— begin —

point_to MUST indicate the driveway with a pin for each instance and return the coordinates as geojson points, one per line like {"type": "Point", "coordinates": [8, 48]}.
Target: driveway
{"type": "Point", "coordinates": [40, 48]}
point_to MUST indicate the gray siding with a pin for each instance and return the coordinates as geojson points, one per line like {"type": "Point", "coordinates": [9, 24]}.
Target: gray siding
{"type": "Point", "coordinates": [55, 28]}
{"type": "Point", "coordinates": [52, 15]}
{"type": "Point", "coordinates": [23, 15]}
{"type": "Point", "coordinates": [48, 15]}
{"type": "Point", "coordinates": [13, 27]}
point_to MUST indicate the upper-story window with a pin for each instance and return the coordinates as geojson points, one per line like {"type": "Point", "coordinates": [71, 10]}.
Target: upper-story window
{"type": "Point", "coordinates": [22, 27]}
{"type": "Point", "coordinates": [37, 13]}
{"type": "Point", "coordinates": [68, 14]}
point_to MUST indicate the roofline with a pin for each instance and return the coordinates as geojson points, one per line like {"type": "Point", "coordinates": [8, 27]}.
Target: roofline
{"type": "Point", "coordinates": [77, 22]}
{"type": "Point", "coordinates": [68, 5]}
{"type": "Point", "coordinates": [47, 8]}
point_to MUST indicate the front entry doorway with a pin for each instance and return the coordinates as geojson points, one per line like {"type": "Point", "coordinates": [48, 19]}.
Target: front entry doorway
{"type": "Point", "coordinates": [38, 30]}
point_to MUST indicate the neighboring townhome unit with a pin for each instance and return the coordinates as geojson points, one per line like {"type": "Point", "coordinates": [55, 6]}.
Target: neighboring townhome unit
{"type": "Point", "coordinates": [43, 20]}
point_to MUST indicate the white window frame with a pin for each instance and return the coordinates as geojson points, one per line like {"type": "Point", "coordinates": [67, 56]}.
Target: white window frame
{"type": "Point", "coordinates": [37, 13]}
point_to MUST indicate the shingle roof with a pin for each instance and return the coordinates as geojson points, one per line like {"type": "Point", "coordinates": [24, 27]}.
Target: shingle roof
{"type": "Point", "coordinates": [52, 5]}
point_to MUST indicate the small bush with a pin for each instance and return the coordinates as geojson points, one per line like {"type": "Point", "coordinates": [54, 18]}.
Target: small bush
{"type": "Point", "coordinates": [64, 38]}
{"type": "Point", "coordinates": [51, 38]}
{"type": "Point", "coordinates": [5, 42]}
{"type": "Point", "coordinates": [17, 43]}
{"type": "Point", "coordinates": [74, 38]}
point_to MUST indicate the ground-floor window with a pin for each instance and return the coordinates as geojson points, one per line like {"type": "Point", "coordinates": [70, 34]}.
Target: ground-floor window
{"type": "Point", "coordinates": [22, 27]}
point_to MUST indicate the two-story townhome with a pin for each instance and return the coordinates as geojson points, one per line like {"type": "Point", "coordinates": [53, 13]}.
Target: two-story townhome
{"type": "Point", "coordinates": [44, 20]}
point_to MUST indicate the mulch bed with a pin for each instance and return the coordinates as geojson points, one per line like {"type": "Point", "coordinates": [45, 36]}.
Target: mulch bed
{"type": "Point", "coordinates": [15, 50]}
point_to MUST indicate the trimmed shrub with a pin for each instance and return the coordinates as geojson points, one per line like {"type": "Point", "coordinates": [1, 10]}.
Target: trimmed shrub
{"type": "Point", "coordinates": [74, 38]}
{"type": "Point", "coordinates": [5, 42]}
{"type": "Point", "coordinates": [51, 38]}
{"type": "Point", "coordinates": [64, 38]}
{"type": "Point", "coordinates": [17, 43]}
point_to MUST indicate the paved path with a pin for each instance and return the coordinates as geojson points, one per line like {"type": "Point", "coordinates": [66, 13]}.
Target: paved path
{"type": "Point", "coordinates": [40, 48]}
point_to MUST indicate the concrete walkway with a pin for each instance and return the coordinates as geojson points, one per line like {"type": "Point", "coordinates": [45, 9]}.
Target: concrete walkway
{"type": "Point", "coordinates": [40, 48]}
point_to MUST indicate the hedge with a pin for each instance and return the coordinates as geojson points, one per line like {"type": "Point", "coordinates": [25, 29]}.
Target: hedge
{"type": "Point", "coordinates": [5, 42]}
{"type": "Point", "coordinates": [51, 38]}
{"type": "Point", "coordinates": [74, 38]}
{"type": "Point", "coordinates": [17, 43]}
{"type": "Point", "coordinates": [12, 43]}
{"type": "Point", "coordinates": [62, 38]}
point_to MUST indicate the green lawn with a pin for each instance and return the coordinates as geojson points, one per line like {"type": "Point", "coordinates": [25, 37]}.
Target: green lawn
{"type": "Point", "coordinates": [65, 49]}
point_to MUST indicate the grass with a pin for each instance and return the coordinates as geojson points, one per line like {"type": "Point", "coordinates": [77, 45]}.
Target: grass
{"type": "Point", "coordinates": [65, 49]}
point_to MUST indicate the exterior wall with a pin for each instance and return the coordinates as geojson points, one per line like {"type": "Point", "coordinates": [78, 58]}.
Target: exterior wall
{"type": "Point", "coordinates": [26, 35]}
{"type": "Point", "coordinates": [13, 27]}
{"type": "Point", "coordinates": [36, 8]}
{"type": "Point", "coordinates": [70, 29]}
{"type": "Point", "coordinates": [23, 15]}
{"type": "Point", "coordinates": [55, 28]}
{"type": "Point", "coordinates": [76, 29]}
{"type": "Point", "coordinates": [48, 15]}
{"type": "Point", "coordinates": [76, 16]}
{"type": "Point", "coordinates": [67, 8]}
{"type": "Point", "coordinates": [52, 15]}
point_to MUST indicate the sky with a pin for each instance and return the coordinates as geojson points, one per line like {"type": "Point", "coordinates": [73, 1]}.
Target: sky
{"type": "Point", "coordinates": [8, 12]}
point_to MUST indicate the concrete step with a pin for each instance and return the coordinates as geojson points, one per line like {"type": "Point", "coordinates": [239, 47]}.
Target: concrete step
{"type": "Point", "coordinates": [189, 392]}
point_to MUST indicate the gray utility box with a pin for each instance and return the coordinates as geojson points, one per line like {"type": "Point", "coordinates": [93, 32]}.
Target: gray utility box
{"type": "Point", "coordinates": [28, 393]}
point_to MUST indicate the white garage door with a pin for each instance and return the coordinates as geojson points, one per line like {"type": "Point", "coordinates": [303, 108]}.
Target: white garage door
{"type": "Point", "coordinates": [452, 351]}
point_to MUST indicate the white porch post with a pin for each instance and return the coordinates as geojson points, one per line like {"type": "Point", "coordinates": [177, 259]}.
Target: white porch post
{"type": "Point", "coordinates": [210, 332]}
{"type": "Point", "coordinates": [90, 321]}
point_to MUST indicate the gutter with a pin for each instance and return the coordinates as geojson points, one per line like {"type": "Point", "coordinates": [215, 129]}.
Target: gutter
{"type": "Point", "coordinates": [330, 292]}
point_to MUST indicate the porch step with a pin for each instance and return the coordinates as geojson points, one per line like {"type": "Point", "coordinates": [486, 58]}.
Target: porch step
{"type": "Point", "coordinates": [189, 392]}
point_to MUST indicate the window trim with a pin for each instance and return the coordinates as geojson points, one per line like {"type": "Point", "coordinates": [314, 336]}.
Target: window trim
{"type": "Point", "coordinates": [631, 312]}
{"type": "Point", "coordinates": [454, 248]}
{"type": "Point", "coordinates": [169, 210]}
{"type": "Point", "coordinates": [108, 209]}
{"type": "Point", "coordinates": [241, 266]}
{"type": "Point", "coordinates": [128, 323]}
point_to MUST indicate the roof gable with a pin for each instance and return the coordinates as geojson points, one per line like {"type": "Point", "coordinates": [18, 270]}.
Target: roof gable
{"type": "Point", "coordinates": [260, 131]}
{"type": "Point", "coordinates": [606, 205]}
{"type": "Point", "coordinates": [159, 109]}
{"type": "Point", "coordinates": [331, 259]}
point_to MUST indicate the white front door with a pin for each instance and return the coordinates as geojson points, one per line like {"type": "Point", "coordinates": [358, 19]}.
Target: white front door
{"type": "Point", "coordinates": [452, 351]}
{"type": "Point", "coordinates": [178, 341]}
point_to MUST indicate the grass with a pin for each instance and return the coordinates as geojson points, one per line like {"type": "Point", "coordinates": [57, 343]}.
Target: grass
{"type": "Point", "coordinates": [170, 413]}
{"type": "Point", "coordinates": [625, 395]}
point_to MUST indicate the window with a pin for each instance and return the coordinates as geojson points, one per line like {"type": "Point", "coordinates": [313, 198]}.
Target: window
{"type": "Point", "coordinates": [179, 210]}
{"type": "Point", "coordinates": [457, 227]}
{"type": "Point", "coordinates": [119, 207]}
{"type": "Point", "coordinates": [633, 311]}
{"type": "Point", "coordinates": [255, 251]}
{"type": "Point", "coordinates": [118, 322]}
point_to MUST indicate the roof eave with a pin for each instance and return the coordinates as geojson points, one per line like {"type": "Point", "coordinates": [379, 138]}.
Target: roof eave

— end —

» **TASK DIRECTIONS**: Output exactly the lines above, from the one holding "point_to MUST indicate the window with" through the end of the data, including the first and last.

» **RESULT BELOW**:
point_to MUST indicate the window with a pin for each instance and return the coordinates as geojson points, one per line like {"type": "Point", "coordinates": [313, 198]}.
Target: window
{"type": "Point", "coordinates": [179, 210]}
{"type": "Point", "coordinates": [457, 227]}
{"type": "Point", "coordinates": [119, 207]}
{"type": "Point", "coordinates": [633, 311]}
{"type": "Point", "coordinates": [255, 251]}
{"type": "Point", "coordinates": [118, 322]}
point_to MUST indicate the roof eave with a pin for each instance and return the coordinates as geojson points, one per line like {"type": "Point", "coordinates": [379, 138]}.
Target: roof eave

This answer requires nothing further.